━━━ INFORMATION PROVIDED

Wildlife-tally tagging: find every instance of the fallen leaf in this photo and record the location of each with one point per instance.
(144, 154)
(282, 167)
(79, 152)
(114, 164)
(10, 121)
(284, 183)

━━━━━━

# GIVEN INSTRUCTION
Copy each of the rows above verbatim, without altering any character.

# RESULT OF THE EXERCISE
Wildlife-tally tagging: find every instance of the fallen leaf in this photo and record the location of each with one point per instance.
(144, 154)
(282, 167)
(79, 152)
(114, 164)
(10, 121)
(284, 183)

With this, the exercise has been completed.